*TEXTO PROPORCIONADO*:
##############################

Evangelio de nuestro Señor Jesucristo según san Mateo 6, 7-15
Jesús dijo a sus discípulos:
Cuando oren, no hablen mucho, como hacen los paganos: ellos creen que por mucho hablar serán escuchados. No hagan como ellos, porque el Padre que está en el cielo sabe bien qué es lo que les hace falta, antes de que se lo pidan.
Ustedes oren de esta manera:
Padre nuestro,
que estás en el cielo,
santificado sea tu Nombre,
que venga tu Reino,
que se haga tu voluntad
en la tierra como en el cielo.
Danos hoy nuestro pan de cada día.
Perdona nuestras ofensas,
como nosotros perdonamos a los que nos han ofendido.
No nos dejes caer en la tentación,
sino líbranos del mal.
Si perdonan sus faltas a los demás, el Padre que está en el cielo también los perdonará a ustedes. Pero si no perdonan a los demás, tampoco el Padre los perdonará a ustedes.
No hay otro camino de oración cristiana que Cristo. Sea comunitaria o individual, vocal o interior, nuestra oración no tiene acceso al Padre más que si oramos en el Nombre de Jesús.
La santa humanidad de Jesús es, pues, el camino por el que el Espíritu Santo nos enseña a orar a Dios como nuestro Padre. Por eso, antes que nada necesitamos convertirnos de nuestros pecados para unirnos, con un corazón indiviso, a Cristo. Quien se atreva a dirigirse al Padre en Nombre de Jesús, pero con el corazón manchado por la maldad, difícilmente podrá ser escuchado.

##############################

*OBJETIVO 1*: Según el texto sobre el Padre nuestro, ¿qué creen los paganos cuando oran?
*OBJETIVO 2*: Prosigue el texto sobre el Padre nuestro a partir de su última oración.
Las líneas que aparecen a continuación no tienen relación con el texto sobre el Padre nuestro.

*MATERIAL DE CONSULTA*:
##############################

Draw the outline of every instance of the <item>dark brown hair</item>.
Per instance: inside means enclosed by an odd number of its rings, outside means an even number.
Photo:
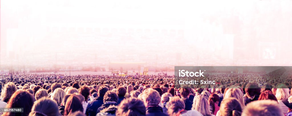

##############################

*RESULTADO DEL EJERCICIO 1*: Creen que por mucho hablar serán escuchados.

*RESULTADO DEL EJERCICIO 2*:
Y no sólo hemos de ponernos en paz con Dios; también hemos de ponernos en paz con nuestro prójimo, no sólo perdonándole, sino aceptándole nuevamente en nuestro corazón, como Dios nos perdona y nos acepta como hijos suyos.
La oración del Padre nuestro, que hoy nos enseña Jesús, no es sólo un llamar Padre a Dios y esperar de su providencia sus dones. Es, antes que nada, un compromiso que nos lleva a caminar en el amor como hijos suyos y a compartir los dones de Dios con aquellos que nos rodean: su Santidad, su Reino, su Voluntad salvadora, su Pan, su Perdón, su Fortaleza para no dejarnos vencer por la tentación; y su Victoria sobre el malo.
Por eso no sólo hemos de considerar a los demás como nuestros prójimos, sino como hermanos nuestros. Pidámosle al Señor que nos dé un corazón renovado por su Espíritu, para que en verdad nos manifestemos como hijos suyos por medio de nuestras buenas obras.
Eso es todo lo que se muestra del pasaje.